▶ _Do this_: Copy every item below word for word, omitting the pictures.
----- Extracted records
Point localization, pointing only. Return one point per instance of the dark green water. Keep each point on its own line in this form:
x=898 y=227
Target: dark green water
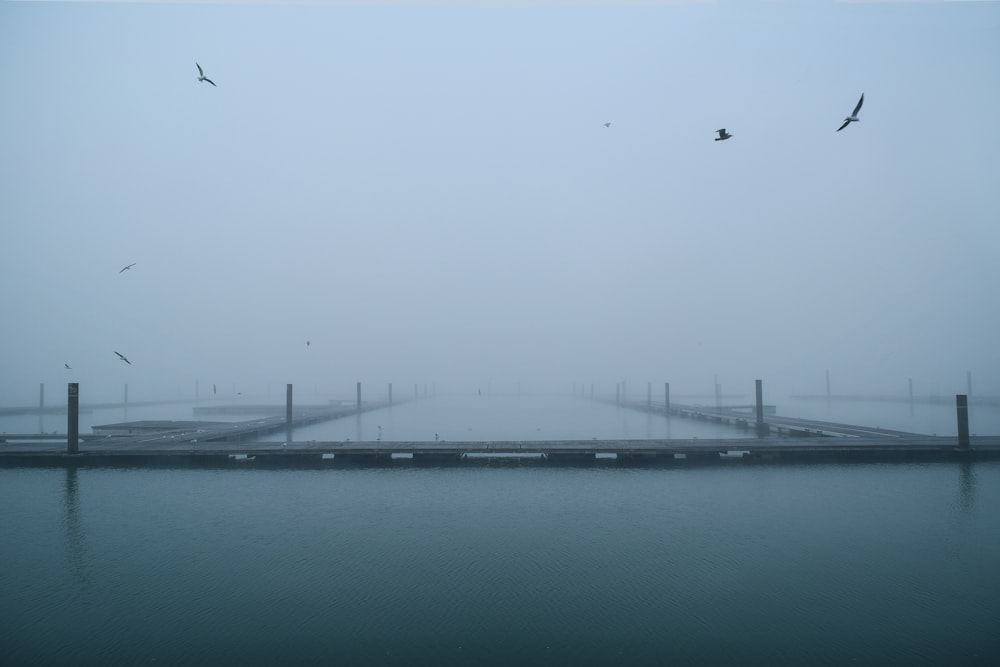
x=725 y=565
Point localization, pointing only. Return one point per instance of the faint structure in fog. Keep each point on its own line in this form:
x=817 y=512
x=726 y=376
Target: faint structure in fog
x=853 y=118
x=202 y=77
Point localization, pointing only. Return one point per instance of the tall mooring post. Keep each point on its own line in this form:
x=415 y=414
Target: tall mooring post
x=762 y=428
x=962 y=411
x=288 y=412
x=73 y=418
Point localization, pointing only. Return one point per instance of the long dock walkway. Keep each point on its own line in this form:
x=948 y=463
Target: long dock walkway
x=176 y=451
x=742 y=417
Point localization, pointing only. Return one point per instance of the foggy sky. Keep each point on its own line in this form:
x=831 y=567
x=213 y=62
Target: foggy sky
x=429 y=194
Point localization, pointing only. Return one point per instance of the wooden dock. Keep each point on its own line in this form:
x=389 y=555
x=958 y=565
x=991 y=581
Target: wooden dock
x=182 y=451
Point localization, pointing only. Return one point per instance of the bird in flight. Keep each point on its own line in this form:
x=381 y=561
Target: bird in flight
x=853 y=118
x=202 y=77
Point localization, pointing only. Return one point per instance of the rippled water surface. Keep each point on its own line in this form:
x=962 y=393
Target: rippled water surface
x=826 y=564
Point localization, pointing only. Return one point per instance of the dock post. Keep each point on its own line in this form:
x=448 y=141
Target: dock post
x=962 y=410
x=288 y=412
x=762 y=428
x=73 y=418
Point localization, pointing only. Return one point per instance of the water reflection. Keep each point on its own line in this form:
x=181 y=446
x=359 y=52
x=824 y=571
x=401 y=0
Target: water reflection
x=966 y=487
x=74 y=526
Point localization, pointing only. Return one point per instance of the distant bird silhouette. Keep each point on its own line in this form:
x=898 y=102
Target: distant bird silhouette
x=202 y=77
x=853 y=118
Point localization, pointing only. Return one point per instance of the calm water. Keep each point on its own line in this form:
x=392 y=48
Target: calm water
x=528 y=417
x=724 y=565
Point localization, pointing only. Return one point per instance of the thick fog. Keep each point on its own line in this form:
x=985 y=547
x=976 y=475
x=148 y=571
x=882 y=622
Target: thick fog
x=426 y=194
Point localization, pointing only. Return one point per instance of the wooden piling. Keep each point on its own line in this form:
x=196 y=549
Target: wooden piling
x=962 y=411
x=762 y=428
x=288 y=412
x=73 y=418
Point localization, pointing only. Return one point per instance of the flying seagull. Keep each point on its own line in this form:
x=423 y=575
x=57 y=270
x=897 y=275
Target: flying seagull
x=853 y=118
x=202 y=77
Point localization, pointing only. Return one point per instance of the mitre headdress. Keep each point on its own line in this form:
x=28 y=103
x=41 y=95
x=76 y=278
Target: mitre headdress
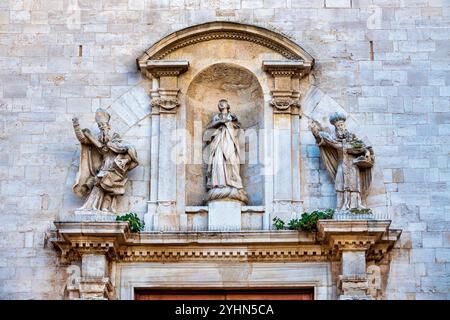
x=337 y=116
x=101 y=116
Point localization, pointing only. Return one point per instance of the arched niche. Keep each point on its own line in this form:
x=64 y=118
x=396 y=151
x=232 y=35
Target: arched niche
x=244 y=93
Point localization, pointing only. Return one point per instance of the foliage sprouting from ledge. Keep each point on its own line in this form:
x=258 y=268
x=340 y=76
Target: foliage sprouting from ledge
x=136 y=224
x=308 y=221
----------
▶ _Response to the task_:
Point localization, pointing only. Return one point per instance of the dark green water. Keep each point on its own line in this form:
x=898 y=227
Target: dark green water
x=725 y=565
Point localization, pointing only. Return one point per instance of the faint structure in fog. Keep each point on its own line in this form:
x=817 y=512
x=726 y=376
Target: faint structure in fog
x=853 y=118
x=202 y=77
Point localization, pointing only. Return one point per instance of the tall mooring post. Keep each point on its own line in this form:
x=415 y=414
Target: tall mooring post
x=762 y=428
x=962 y=411
x=288 y=412
x=73 y=418
Point localization, pointing only. Return one point per instance of the long dock walkway. Keep each point on its own line in this form:
x=948 y=463
Target: long dock walkway
x=176 y=451
x=742 y=417
Point localization, pointing only. Return one point per instance of the foggy sky. Keep each point on its own line in this form:
x=831 y=567
x=213 y=62
Target: foggy sky
x=429 y=194
Point localization, pointing only. Return one point per instance of the wooden dock. Keep each point on its own line in this form:
x=389 y=555
x=958 y=565
x=991 y=581
Target: wooden dock
x=182 y=451
Point localization, pointing only. Return one point per instance of the bird in flight. Keep each point on its own line in this form:
x=381 y=561
Target: bird in flight
x=853 y=118
x=202 y=77
Point localization, pointing only. Return one point per instance of the rippled water surface. Keep each point on its own line in this form:
x=962 y=393
Target: rippled water surface
x=826 y=564
Point localization, pointing only. Return one point per instance of the dock post. Keep each point on its own line in this form:
x=448 y=141
Target: dock post
x=962 y=410
x=288 y=412
x=762 y=428
x=73 y=418
Point localization, pointing only. Return one point per instance of the water reflection. Keep each point on its own line in this form:
x=181 y=446
x=359 y=52
x=824 y=571
x=401 y=0
Target: water reflection
x=966 y=487
x=74 y=526
Point localization, pointing only. Return one point per instance of the distant bird silhouette. Keep each point on its own line in this form:
x=898 y=102
Target: distant bird silhouette
x=202 y=77
x=853 y=118
Point localization, pointing only. Return one point per instance of the calm water. Keep each point on its own line in this form:
x=392 y=48
Target: calm water
x=528 y=417
x=724 y=565
Point localization, pointing only. Return one point per instance of the thick fog. Keep each point on its own line in this form:
x=985 y=547
x=976 y=475
x=148 y=571
x=882 y=622
Target: thick fog
x=426 y=194
Point localization, pointing only. Return one point per instance of the wooden piling. Keep each point on its own line in this form:
x=196 y=549
Target: wooden piling
x=962 y=411
x=762 y=428
x=288 y=412
x=73 y=418
Point localization, pointing only. Return one point per instance of the flying seagull. Keep each point on its own line in this form:
x=423 y=575
x=57 y=270
x=897 y=275
Target: flying seagull
x=853 y=118
x=202 y=77
Point localization, pointing only. Return one point per instance of the mitre headdress. Keep each point on its own line in this form:
x=28 y=103
x=41 y=95
x=76 y=278
Target: mitre headdress
x=337 y=116
x=101 y=116
Point localization, pointing only. Return one point per instance of the arched niche. Keep each point on its own line in this form:
x=64 y=118
x=396 y=151
x=232 y=35
Target: arched niche
x=244 y=93
Point localization, pointing only. Return one point per instance of the foliage sprouting from ledge. Keep each point on its own line in this form:
x=258 y=268
x=340 y=76
Target: foliage sprouting from ledge
x=136 y=224
x=308 y=221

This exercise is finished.